# [Source excerpt]

:::

Induction of Polyacetylene to a Chiral Smectic Liquid Crystal–Chiral Direct Conversion

Abstract

The synthesis of polyacetylene-bearing pyrimidine-type three-ringed mesogenic core exhibiting smectic C (SmC) characteristics was conducted. Gas-phase iodine doping of the polymer provided evidence of chemical interaction between the polyene and iodine, which acted as an electron acceptor. The side-chain fluorine atom tilted the mesogen moiety to form SmC as a tilted liquid crystal. The addition of a small amount of chiral inducer yielded SmC* of the polymer as the chiral version of SmC. The liquid crystallinity and electronic properties of the π-conjugated chiral liquid crystal polymer with a helical structure were evaluated.

1. Introduction

In 1986, a directly aligned polyacetylene film using liquid crystal (LC) as the polymerization solvent was synthesized [1]. The polymer, which was prepared via linear orientation, exhibited high electrical conductivity when subjected to iodine doping. The side-chain-type LC π-conjugated polymer was studied to better understand the molecular alignment of π-conjugated polymers through liquid crystallinity. The side-chain array in the LC state induced spontaneous orientation of the polymer [2,3], thereby improving the coplanarity of the main chain. However, the large size of the LC group (mesogen) resulted in the torsion of the main chain, which deformed the coplanarity of the π-conjugation. From the viewpoint of liquid crystal science, the π-conjugated polymer with liquid crystallinity is quite an intriguing issue because collaboration between the rigid main chain of the π-conjugated system and the side-chain arrangement resulted in an unprecedented LC performance [4,5,6,7,8,9,10]. Additionally, the choice of functional LC molecules for subsequent introduction to conjugated polymers, including LCs that displayed high dielectricity, chirality, and photo-induced isomerization, resulted in LCs with unique physical functions. Aromatic type liquid crystalline π-conjugated polymers showed emission function, electrical conductivity, and good electrochemical properties, making them ideal for energy applications as batteries [11,12,13,14].

:::

# [Entries shown]
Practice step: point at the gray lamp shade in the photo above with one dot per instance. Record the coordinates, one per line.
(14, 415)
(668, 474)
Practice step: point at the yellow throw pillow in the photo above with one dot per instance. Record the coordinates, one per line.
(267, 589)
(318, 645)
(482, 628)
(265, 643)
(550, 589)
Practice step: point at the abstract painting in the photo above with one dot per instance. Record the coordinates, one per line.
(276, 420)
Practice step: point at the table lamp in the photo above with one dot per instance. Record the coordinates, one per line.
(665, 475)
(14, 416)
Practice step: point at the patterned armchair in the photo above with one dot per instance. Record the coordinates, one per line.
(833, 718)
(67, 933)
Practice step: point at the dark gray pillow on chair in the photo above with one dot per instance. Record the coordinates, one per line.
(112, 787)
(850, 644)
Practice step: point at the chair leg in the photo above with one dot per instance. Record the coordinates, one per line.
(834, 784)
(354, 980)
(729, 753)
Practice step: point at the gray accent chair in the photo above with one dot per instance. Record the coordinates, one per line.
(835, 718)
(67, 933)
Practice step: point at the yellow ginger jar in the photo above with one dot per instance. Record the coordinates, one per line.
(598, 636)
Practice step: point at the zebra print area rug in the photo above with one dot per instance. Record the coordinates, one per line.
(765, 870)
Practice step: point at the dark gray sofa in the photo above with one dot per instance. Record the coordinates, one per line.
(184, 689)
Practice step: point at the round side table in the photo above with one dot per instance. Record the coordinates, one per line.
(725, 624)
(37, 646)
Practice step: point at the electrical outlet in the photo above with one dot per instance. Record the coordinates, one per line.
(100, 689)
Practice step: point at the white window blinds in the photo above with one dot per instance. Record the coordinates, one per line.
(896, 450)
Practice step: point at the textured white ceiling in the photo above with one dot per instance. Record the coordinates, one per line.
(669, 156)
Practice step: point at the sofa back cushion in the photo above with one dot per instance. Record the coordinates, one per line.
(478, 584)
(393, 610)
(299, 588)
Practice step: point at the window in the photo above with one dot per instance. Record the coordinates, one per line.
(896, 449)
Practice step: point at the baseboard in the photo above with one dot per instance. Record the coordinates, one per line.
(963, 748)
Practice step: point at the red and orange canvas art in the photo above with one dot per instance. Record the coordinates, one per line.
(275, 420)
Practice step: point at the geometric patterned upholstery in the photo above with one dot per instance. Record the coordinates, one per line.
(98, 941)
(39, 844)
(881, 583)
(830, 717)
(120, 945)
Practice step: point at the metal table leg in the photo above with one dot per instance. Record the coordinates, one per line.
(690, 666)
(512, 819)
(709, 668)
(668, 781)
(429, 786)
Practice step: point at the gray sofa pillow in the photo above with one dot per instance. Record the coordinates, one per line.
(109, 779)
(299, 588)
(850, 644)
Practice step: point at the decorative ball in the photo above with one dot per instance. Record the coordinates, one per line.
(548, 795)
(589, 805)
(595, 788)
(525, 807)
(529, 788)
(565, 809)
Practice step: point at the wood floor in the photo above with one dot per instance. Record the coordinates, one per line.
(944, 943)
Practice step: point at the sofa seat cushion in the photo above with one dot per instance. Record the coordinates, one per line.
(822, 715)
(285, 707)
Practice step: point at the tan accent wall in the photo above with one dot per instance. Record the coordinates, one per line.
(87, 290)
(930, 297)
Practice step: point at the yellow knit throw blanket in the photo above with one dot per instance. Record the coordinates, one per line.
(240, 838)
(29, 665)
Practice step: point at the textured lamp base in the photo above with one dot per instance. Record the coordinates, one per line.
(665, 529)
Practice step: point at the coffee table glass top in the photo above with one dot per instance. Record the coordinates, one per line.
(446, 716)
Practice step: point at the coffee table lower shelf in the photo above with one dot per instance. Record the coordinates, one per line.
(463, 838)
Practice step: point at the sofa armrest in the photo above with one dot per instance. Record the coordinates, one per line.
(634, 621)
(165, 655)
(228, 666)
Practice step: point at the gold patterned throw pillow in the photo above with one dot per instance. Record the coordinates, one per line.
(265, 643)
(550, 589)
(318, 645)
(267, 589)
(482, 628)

:::

# [Exercise instructions]
Pick up the excerpt on liquid crystal polyacetylene right after its last sentence and carry it on. The lines play no part in this.

# [In response]
In this research, we develop a new, functional, LC-conjugated polymer that incorporated principles used in the development of conducting polymers, LC-conducting polymers, chiral-conjugated polymers, and polymerization in LC. The use of a chiral inducer for generating LC polyacetylene derivatives with nonchiral smectic C (SmC) LC blends is conducted in this study to obtain induced type chiral smectic liquid crystals that exhibited SmC* characteristics.

Herein, the synthesis of the monosubstituted LC polyacetylene derivative is conducted by introducing a tricyclic liquid crystal substituent that possesses a fluorine atom on the side chain. Steglich esterification is performed to prepare the monomer. Polymerization is carried out with a rhodium complex catalyst to obtain the corresponding brown polymer that exhibits schlieren and a fingerprint texture of smectic C (SmC) when observed via polarizing optical microscopy.

This paper reports the successful synthesis of the SmC–liquid crystal–polyacetylene (SmC–LC–poly(Ac–Pyr)), and induction of the formation of SmC* with a helical structure by the addition of a small amount of a chiral molecule.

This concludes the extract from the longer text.